TASK INPUT >>

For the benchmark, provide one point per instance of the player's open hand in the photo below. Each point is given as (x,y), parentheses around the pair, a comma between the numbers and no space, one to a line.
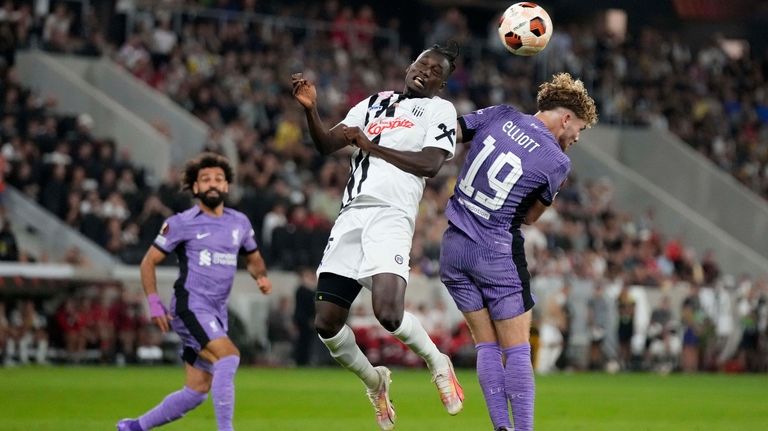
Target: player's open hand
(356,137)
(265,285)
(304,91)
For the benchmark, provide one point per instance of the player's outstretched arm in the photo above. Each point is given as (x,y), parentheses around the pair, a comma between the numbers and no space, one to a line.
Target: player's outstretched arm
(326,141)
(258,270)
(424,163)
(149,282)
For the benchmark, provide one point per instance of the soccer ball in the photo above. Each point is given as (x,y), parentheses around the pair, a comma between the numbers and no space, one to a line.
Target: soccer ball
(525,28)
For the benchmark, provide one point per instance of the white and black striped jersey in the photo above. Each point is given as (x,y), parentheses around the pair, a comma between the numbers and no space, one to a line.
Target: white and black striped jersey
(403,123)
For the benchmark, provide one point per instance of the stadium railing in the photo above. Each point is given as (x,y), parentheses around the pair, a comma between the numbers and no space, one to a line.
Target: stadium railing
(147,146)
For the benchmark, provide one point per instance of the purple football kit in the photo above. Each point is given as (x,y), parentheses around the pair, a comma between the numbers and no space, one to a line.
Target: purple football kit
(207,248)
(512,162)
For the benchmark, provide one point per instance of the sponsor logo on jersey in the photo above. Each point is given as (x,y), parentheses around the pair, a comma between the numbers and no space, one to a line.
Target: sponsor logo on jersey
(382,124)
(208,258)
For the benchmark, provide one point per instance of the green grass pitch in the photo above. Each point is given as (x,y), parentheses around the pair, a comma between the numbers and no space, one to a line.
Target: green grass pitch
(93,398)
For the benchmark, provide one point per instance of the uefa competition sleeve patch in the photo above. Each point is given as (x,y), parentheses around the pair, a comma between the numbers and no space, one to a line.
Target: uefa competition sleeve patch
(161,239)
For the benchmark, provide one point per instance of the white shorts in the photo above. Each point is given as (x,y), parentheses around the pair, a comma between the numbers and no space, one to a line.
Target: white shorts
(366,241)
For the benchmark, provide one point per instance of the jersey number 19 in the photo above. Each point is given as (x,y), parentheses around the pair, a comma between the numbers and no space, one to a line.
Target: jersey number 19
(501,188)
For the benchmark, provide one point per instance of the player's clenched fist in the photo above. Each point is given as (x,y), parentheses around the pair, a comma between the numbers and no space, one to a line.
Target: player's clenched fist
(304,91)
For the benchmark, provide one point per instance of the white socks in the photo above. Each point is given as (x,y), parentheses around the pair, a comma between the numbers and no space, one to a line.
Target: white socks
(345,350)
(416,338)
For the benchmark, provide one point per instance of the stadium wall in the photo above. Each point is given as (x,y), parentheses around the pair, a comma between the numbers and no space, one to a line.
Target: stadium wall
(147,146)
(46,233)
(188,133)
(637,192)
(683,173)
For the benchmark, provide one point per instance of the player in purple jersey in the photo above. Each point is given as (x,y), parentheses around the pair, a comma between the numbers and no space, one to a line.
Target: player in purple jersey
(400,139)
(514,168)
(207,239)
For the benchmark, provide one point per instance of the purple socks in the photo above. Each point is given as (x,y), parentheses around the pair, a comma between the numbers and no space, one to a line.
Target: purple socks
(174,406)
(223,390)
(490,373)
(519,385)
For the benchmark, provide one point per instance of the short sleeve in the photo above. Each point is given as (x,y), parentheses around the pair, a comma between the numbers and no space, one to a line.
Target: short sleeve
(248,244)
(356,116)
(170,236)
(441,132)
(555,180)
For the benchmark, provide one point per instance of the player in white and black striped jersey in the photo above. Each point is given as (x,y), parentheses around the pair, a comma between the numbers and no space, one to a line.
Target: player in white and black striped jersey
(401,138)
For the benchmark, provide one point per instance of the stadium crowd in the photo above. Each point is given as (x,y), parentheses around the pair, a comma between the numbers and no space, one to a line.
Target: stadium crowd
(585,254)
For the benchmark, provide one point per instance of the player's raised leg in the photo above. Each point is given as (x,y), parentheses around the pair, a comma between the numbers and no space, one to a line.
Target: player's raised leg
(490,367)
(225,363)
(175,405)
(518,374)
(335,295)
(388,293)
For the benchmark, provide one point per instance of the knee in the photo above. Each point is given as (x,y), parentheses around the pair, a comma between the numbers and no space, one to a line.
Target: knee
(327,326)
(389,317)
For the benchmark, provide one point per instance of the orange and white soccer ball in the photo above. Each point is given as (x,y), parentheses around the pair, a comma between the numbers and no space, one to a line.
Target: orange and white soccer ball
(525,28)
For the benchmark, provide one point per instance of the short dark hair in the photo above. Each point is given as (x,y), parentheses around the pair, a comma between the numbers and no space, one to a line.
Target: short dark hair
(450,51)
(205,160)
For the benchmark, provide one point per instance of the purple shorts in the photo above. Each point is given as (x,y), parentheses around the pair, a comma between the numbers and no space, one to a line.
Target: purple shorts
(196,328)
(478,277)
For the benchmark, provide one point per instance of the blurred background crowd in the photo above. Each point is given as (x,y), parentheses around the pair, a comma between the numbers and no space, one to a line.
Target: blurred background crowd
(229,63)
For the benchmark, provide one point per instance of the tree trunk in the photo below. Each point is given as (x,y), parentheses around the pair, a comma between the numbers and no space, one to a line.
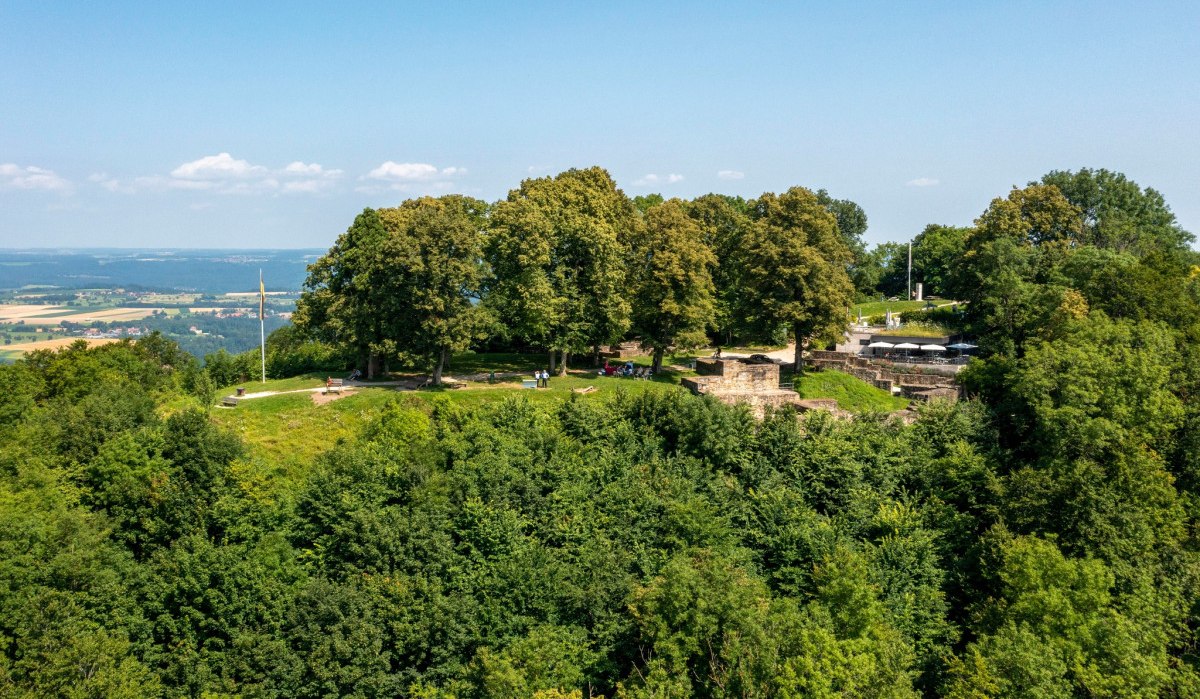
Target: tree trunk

REQUIRED WORK >> All records should be output exactly, with the pictures left out.

EXPECTED ANSWER >>
For the benchmark, provide one point per instance of the player's open hand in the photo below. Each point is given as (x,y), parentheses around the pair, a comma between the numbers and no space, one to a line.
Target: player's open hand
(356,137)
(265,285)
(304,91)
For the benchmark, provide one point per instance of the player's outstretched arm in the photo above. Each point is given as (x,y), parentheses around the pair, a comma between the numbers and no space, one to a line.
Target: player's outstretched arm
(326,141)
(258,270)
(424,163)
(149,282)
For the benchmark, provide one point per instance of the soccer ball in the photo above. Each point is given as (x,y), parentheses around the pair, a comma between the numbers and no space, one to a line.
Target: soccer ball
(525,28)
For the benchmark, provide one point per instance of the white and black striped jersey in the photo above. Each point is given as (x,y), parentheses around the pair, a comma between the numbers and no space, one to a line.
Target: white and black striped jersey
(403,123)
For the benchmark, provide one point per instance of the stadium railing in the photo above. Each point is given as (x,y), parentheses around the pair, a comma between the numbers and no space, one to a line.
Target: stadium railing
(147,146)
For the benchmark, provide one point per instance of the purple football kit in the photo above. Each point is given as (x,y), parentheses around the pair, a comma between the numbers and no space, one to a line.
Target: purple football kit
(207,248)
(512,162)
For the benchmark, provide one point per instance of the sponsor logo on jersey in the photo above. Each point is given as (x,y), parentheses around the pair, a comma between the numbers and no space, one to a line.
Target: sponsor logo on jersey
(382,124)
(208,258)
For the benchmark, provide one point per instance of the green grass pitch in the photo above. Each point is given as (x,y), parentheses around the pair, a comma between the numbers and no space, one to a line.
Target: green grass pitch
(93,398)
For the benchmark, provide one point per instance of the uefa competition sleeve patch in the photo above. Each point is given as (x,y), parentheses around the pair, a comma between the numbers and no space, one to a line.
Target: uefa competition sleeve patch
(161,239)
For the benchmark, provide one point per instance of the white shorts in the photo above. Each point is given as (x,y), parentheses around the pair, a comma between the numbers and no space, one to a line.
Target: white shorts
(366,241)
For the benchmark, provide one point per instance of the jersey number 19 in the photo above. Each point is given as (x,y), parentheses around the pair, a comma between the numbers and no space, one to a line.
Target: jersey number 19
(501,188)
For the benchmark, provide one point per instance of the player's clenched fist in the photo above. Each point is given as (x,y), parentheses around the pair, a comma between the numbers and no space, one to a line.
Target: player's clenched fist
(304,91)
For the benchmark, provide one point per instance of the white socks in the photo above. Each point is given as (x,y), parentheses around the pair, a comma between the numbers and no space, one to a line.
Target: white socks
(345,350)
(416,338)
For the benchmark, provide one point per instance of the stadium wall in the photo above. Each point is given as (x,y), parentheses around the pair, a comma between the numbers and no space, one to a line.
Target: stadium wall
(147,146)
(46,233)
(188,133)
(637,192)
(683,173)
For the benchmark, provide one point per instance of the player in purple jersey in the photo above. Each point is given as (x,y), parentheses around the pair, a comma between the numbers and no space, one to a line.
Target: player in purple jersey
(400,139)
(514,168)
(207,239)
For the benchmark, provide one point per instance of the purple socks in the photo above. Each point is given as (x,y), parentheses around the pair, a comma between the numbers and no space, one to a line.
Target: purple socks
(174,406)
(223,390)
(490,373)
(519,385)
For the benchmark, provide one point per instance of the short sleeve in the photo above. Each point is given as (x,y), parentheses around the pair, a comma between the numbers and no space, one to a line.
Target: short sleeve
(248,244)
(356,116)
(170,236)
(441,132)
(555,180)
For the benchmark, provide one point per instance of the player in white and black striped jersey in the photo above. Each point is given as (x,y), parentheses around the pair, a comma between the numbers and no space, one to a line.
Target: player in white and black striped jersey
(401,138)
For the benchmark, provide one point per instance of the stadium crowd in the photo above. Each point is given as (x,y), parentheses around the pair, a comma between the numbers and no space, one to a line.
Target: stadium crowd
(585,254)
For the benchmark, provide one point per instance of the player's raised leg in the photo above. Each point is given as (x,y), parentheses around the pair, a comma between the numbers and no space, one to a line.
Target: player's raised leg
(490,367)
(225,363)
(175,405)
(518,374)
(335,295)
(388,293)
For the benchmark, provide one point per instance of the knee in the photo above. Each point is given as (x,y), parentheses around the pair, a comma between the numbers and no space, one to a line.
Target: knee
(327,326)
(389,317)
For the benchmark, provide one point per instance of the orange and white soccer ball in the photo above. Each point is given as (x,y), parentheses around the pair, a comma between the numbers and no space, one to a line.
Target: orange and white soccer ball
(525,28)
For the benchmark, provide one point per instance of the short dark hair in the photo above. Each point is given as (x,y), parentheses around the pair, a comma between the numbers and no space, one to a line.
Target: short dark hair
(450,51)
(205,160)
For the benchmark, provide one point per instance of the purple shorts in the photo above. Each point is given as (x,y), parentheses around the pair, a comma between the numbers and no space, one to a line.
Target: purple shorts
(196,328)
(478,277)
For the benchmark, provide one point per instance of the blurred background crowd in the photo above. Each point is given as (x,y), parentheses around the pair, a comma between the numbers and no space, one to a line.
Target: blurred background crowd
(229,63)
For the benchmark, provide one point per instance of the tree trunk in the photo below. Each point is given as (x,y), parentheses around the pair, a comma between the numbers and no space, one to a line.
Target: tree trunk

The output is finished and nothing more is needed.